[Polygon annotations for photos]

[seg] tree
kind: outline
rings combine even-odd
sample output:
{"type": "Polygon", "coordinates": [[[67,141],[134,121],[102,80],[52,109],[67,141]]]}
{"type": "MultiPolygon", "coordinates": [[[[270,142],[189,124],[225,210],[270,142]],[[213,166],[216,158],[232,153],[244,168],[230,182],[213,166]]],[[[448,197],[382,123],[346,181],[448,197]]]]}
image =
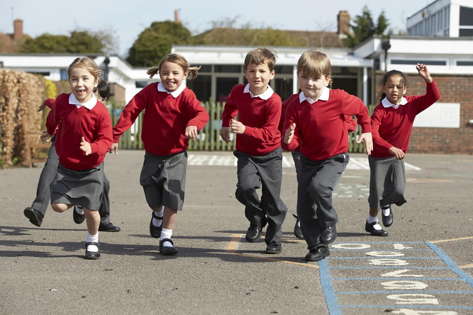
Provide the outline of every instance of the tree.
{"type": "Polygon", "coordinates": [[[195,43],[188,29],[178,22],[153,22],[140,34],[126,60],[135,67],[157,66],[173,44],[195,43]]]}
{"type": "Polygon", "coordinates": [[[384,11],[378,17],[377,25],[373,21],[371,12],[366,6],[363,8],[361,15],[357,15],[354,20],[354,24],[350,25],[353,34],[346,34],[345,43],[349,47],[354,47],[363,43],[373,35],[382,35],[389,25],[384,11]]]}
{"type": "Polygon", "coordinates": [[[101,53],[105,45],[97,34],[88,31],[73,31],[70,35],[44,34],[28,38],[20,47],[20,52],[37,53],[101,53]]]}

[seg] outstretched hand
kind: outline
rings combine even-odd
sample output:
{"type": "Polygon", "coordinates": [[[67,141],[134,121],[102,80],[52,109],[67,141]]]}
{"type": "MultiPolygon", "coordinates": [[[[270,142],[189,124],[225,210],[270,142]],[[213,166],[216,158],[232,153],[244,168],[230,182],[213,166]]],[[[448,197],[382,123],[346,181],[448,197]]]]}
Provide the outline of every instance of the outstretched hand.
{"type": "Polygon", "coordinates": [[[365,147],[366,148],[366,154],[371,155],[373,151],[373,137],[371,132],[363,132],[359,136],[357,143],[360,143],[361,141],[365,142],[365,147]]]}
{"type": "Polygon", "coordinates": [[[418,63],[415,68],[419,72],[419,75],[424,79],[426,83],[431,83],[433,81],[427,68],[427,66],[423,63],[418,63]]]}
{"type": "Polygon", "coordinates": [[[86,141],[83,136],[80,139],[80,150],[86,153],[86,155],[88,155],[92,153],[90,144],[86,141]]]}
{"type": "Polygon", "coordinates": [[[290,126],[284,134],[284,143],[289,145],[292,141],[294,136],[294,130],[296,130],[296,124],[293,123],[290,126]]]}

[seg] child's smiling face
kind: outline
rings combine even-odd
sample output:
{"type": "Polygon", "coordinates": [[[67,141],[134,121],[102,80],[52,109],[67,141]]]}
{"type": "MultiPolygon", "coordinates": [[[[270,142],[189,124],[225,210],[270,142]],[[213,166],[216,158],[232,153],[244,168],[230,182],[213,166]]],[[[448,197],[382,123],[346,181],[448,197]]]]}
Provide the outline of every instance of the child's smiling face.
{"type": "Polygon", "coordinates": [[[69,84],[74,96],[81,103],[92,98],[94,88],[98,84],[98,79],[85,69],[76,67],[70,71],[69,84]]]}
{"type": "Polygon", "coordinates": [[[170,92],[175,91],[187,77],[180,66],[170,61],[165,61],[159,69],[159,77],[164,87],[170,92]]]}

# [Task description]
Rewrite all the entries above with "Provide" swapped for "Give" and everything else unchanged. Leave the pictures out of your answer.

# [Solution to the exercise]
[seg] tree
kind: outline
rings combine even-odd
sample output:
{"type": "Polygon", "coordinates": [[[67,141],[134,121],[102,80],[52,109],[67,141]]]}
{"type": "MultiPolygon", "coordinates": [[[[270,142],[189,124],[225,210],[270,142]],[[213,166],[216,158],[232,153],[244,168],[230,182],[213,166]]],[[[448,197],[382,123],[346,181],[448,197]]]]}
image =
Give the outline of every instance of the tree.
{"type": "Polygon", "coordinates": [[[195,43],[188,29],[178,22],[153,22],[140,34],[126,60],[135,67],[157,66],[173,44],[195,43]]]}
{"type": "Polygon", "coordinates": [[[384,11],[378,17],[377,25],[373,21],[371,12],[366,6],[363,8],[361,15],[357,15],[354,20],[354,24],[350,25],[353,34],[346,34],[345,43],[349,47],[354,47],[363,43],[373,35],[382,35],[389,25],[384,11]]]}
{"type": "Polygon", "coordinates": [[[101,53],[105,45],[97,34],[88,31],[73,31],[70,35],[44,34],[28,38],[20,47],[20,52],[37,53],[101,53]]]}

[seg] outstretched hand
kind: outline
rings combine even-odd
sample output:
{"type": "Polygon", "coordinates": [[[67,141],[134,121],[102,80],[52,109],[67,141]]]}
{"type": "MultiPolygon", "coordinates": [[[[270,142],[189,124],[225,210],[270,142]],[[213,166],[216,158],[232,153],[244,168],[230,182],[213,166]]],[[[448,197],[382,123],[346,181],[448,197]]]]}
Give the outline of every instance of the outstretched hand.
{"type": "Polygon", "coordinates": [[[365,147],[366,148],[366,154],[371,155],[373,151],[373,137],[371,132],[363,132],[359,136],[357,143],[360,143],[361,141],[365,142],[365,147]]]}
{"type": "Polygon", "coordinates": [[[418,63],[415,68],[419,72],[419,75],[424,79],[426,83],[431,83],[433,81],[427,68],[427,66],[423,63],[418,63]]]}
{"type": "Polygon", "coordinates": [[[86,141],[83,136],[80,139],[80,150],[86,153],[86,155],[88,155],[92,153],[90,144],[86,141]]]}
{"type": "Polygon", "coordinates": [[[290,126],[284,134],[284,143],[289,145],[292,141],[294,136],[294,130],[296,130],[296,124],[293,123],[290,126]]]}

[seg] child's smiling face
kind: outline
rings combine even-odd
sample output:
{"type": "Polygon", "coordinates": [[[67,141],[134,121],[102,80],[52,109],[67,141]]]}
{"type": "MultiPolygon", "coordinates": [[[[270,142],[189,124],[225,210],[270,142]],[[213,166],[216,158],[232,153],[244,168],[230,182],[213,166]]],[[[448,197],[382,123],[346,181],[448,197]]]]}
Give the outline of every instance of the child's smiling face.
{"type": "Polygon", "coordinates": [[[69,84],[74,96],[81,103],[92,98],[94,88],[98,84],[98,79],[85,69],[76,67],[70,71],[69,84]]]}
{"type": "Polygon", "coordinates": [[[170,92],[175,91],[187,77],[180,66],[170,61],[165,61],[159,69],[159,77],[164,87],[170,92]]]}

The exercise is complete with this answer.